- _GIVEN INSTRUCTION_: Update the entries below by changing every "region" to "area" and leaving everything else as it is.

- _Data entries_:
..........

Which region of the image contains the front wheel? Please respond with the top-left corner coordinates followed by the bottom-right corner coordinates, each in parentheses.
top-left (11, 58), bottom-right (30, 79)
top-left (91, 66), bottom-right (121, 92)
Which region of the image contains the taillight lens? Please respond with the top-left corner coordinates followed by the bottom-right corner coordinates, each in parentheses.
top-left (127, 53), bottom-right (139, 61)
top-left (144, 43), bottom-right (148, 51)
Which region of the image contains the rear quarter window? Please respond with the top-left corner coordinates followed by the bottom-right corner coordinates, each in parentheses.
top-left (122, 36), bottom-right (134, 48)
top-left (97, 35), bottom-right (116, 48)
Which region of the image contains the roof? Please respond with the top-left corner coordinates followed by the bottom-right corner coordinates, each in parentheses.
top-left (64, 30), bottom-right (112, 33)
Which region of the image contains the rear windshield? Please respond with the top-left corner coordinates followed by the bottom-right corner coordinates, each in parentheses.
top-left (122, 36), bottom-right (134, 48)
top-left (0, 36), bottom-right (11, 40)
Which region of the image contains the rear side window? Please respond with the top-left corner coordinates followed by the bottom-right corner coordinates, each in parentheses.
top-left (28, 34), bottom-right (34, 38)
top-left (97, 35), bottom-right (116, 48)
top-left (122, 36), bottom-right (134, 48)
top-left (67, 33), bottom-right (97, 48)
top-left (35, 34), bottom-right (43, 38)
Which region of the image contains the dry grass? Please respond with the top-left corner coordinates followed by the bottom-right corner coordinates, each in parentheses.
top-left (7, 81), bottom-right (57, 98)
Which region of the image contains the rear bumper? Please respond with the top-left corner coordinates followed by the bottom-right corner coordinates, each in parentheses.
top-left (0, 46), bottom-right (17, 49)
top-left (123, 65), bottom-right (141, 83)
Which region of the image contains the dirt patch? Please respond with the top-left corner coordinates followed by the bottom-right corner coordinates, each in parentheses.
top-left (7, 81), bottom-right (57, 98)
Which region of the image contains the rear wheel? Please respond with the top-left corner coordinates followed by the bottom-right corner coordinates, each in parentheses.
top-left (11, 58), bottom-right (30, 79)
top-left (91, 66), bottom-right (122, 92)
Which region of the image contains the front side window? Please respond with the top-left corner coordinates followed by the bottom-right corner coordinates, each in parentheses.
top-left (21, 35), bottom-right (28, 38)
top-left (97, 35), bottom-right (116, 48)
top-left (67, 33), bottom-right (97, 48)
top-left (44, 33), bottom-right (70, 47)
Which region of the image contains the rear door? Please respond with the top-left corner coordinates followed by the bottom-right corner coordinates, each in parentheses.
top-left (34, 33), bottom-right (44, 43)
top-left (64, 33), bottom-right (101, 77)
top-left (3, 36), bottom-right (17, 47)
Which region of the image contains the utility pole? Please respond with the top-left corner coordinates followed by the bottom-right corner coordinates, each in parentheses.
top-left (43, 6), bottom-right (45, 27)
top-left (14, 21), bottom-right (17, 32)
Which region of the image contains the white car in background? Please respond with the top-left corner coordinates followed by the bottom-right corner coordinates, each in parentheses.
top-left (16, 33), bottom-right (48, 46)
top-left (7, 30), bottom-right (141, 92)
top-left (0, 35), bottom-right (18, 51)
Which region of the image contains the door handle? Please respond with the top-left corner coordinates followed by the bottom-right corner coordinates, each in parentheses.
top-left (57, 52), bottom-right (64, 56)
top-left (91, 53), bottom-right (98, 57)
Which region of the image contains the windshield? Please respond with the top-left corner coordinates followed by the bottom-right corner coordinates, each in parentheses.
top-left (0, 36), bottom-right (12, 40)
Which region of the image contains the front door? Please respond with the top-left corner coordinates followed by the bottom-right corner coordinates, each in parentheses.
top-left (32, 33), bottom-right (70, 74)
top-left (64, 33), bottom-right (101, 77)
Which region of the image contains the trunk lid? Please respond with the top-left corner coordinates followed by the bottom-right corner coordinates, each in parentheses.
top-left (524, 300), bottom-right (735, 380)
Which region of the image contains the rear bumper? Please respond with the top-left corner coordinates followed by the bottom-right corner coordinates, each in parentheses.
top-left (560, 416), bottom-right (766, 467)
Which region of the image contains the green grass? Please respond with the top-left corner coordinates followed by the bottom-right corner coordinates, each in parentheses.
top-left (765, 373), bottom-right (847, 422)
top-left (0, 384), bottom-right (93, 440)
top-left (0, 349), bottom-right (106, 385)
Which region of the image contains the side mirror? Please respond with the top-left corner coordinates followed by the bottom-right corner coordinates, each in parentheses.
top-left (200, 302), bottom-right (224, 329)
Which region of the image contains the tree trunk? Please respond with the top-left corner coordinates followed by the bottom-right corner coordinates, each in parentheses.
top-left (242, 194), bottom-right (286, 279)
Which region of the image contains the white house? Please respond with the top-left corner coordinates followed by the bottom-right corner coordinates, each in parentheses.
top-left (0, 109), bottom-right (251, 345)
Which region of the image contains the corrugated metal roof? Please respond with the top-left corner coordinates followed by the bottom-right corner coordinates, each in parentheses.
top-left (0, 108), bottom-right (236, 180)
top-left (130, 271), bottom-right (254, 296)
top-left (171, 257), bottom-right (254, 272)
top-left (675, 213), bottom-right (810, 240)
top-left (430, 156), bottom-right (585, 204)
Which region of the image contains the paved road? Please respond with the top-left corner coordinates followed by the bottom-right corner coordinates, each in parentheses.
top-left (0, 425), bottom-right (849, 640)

..........

- _ANSWER TO THIS EXERCISE_:
Which area of the image contains the front wheel? Please respond with the top-left corner coordinates followed by the bottom-right corner coordinates, each in parentheses.
top-left (11, 58), bottom-right (30, 79)
top-left (91, 66), bottom-right (121, 92)
Which area of the image contains the taillight lens? Please respond with the top-left corner coordinates followed by the bottom-right corner coordinates, each in parentheses.
top-left (127, 53), bottom-right (139, 61)
top-left (144, 43), bottom-right (148, 51)
Which area of the image contains the rear quarter window? Please respond with the top-left corner coordinates followed by the bottom-right corner coordinates, each in parentheses.
top-left (122, 36), bottom-right (134, 48)
top-left (97, 35), bottom-right (116, 48)
Which area of the image contains the roof? Please respond with the top-left corner coordinates followed by the bottom-right corner coordinates, each in parentheses.
top-left (64, 30), bottom-right (112, 33)
Which area of the image contains the rear windshield? Please respond with the top-left corner coordinates followed by the bottom-right corner coordinates, each in parentheses.
top-left (122, 36), bottom-right (134, 48)
top-left (0, 36), bottom-right (11, 40)
Which area of the image contains the rear side window? Please respond with the top-left corner coordinates followed by the bottom-right corner coordinates, each in parentheses.
top-left (28, 34), bottom-right (34, 38)
top-left (97, 35), bottom-right (116, 48)
top-left (122, 36), bottom-right (134, 48)
top-left (67, 33), bottom-right (97, 48)
top-left (35, 34), bottom-right (43, 38)
Which area of the image contains the dry grass? Please respond with the top-left corner coordinates followed by the bottom-right corner coordinates, each in parentheses.
top-left (7, 81), bottom-right (57, 98)
Which area of the image contains the rear bumper? Please respond with the top-left corner coordinates followed by the bottom-right corner coordinates, each in parentheses.
top-left (0, 46), bottom-right (17, 49)
top-left (123, 65), bottom-right (141, 83)
Which area of the image contains the dirt patch? Please respond with the top-left corner coordinates followed by the bottom-right corner coordinates, each in parentheses.
top-left (7, 81), bottom-right (57, 98)
Which area of the image contains the rear wheel? Please respond with the top-left corner coordinates followed by the bottom-right corner coordinates, each in parentheses.
top-left (11, 58), bottom-right (30, 79)
top-left (91, 66), bottom-right (122, 92)
Which area of the image contains the front side window? Please respond with the top-left corner coordinates followed by the bottom-right corner coordinates, each in parentheses.
top-left (21, 35), bottom-right (28, 38)
top-left (97, 35), bottom-right (116, 48)
top-left (67, 33), bottom-right (97, 48)
top-left (44, 33), bottom-right (70, 47)
Which area of the image contains the rear door? Please respond with the top-left corner coordinates followed by the bottom-right corner coordinates, each in parentheses.
top-left (34, 33), bottom-right (44, 43)
top-left (64, 33), bottom-right (101, 77)
top-left (3, 36), bottom-right (17, 47)
Which area of the image contains the utility pole? Please respond with the top-left corner coordinates followed by the bottom-right corner coordinates, each in parentheses.
top-left (43, 6), bottom-right (45, 27)
top-left (14, 21), bottom-right (17, 32)
Which area of the image contains the white car in background? Please respond with the top-left corner coordinates followed by the bottom-right corner coordinates, each in parentheses.
top-left (16, 33), bottom-right (48, 46)
top-left (7, 30), bottom-right (141, 92)
top-left (0, 35), bottom-right (18, 51)
Which area of the image contains the door handle? Please respond with the top-left corner coordinates followed by the bottom-right corner coordinates, each in parentheses.
top-left (57, 52), bottom-right (64, 56)
top-left (91, 53), bottom-right (98, 57)
Which area of the image contains the windshield? Please respond with the top-left corner coordinates followed by the bottom-right corner coordinates, each in parentheses.
top-left (0, 36), bottom-right (12, 40)
Which area of the image contains the front door? Please respond with the top-left corner coordinates followed by the bottom-right corner coordinates, each in parentheses.
top-left (32, 33), bottom-right (70, 74)
top-left (64, 33), bottom-right (101, 77)
Which area of the image contains the trunk lid? Please respond with the top-left corner coordinates followed by the bottom-right corner coordinates, each in parentheses.
top-left (524, 300), bottom-right (735, 380)
Which area of the image contains the rear bumper? Please respond with the top-left corner coordinates followed by the bottom-right corner coordinates, each in parentheses.
top-left (560, 416), bottom-right (766, 467)
Which area of the image contains the green grass? Please respond with the top-left corner coordinates followed by the bottom-right corner coordinates, each in parentheses.
top-left (765, 373), bottom-right (847, 422)
top-left (0, 384), bottom-right (93, 440)
top-left (0, 349), bottom-right (106, 385)
Which area of the image contains the side mirror? Please respond with the top-left corner coordinates followed by the bottom-right corner coordinates, each in parentheses.
top-left (200, 302), bottom-right (224, 329)
Which area of the image contains the tree trunk? Please respond with the top-left corner coordinates followed by the bottom-right corner coordinates, each in parentheses.
top-left (242, 194), bottom-right (286, 279)
Which area of the image contains the white house? Please respond with the top-left corner coordinates followed by the bottom-right corner coordinates, each in parentheses.
top-left (0, 109), bottom-right (251, 345)
Which area of the image contains the corrugated metal roof? Please respond with the top-left corner coordinates followed by the bottom-right corner coordinates, each in parentheses.
top-left (0, 108), bottom-right (236, 180)
top-left (130, 271), bottom-right (254, 296)
top-left (171, 257), bottom-right (254, 272)
top-left (675, 213), bottom-right (810, 240)
top-left (430, 156), bottom-right (585, 204)
Which area of the image contains the paved road? Please respond with the top-left corner coordinates followed by the bottom-right corner coordinates, each in parentheses.
top-left (0, 425), bottom-right (849, 640)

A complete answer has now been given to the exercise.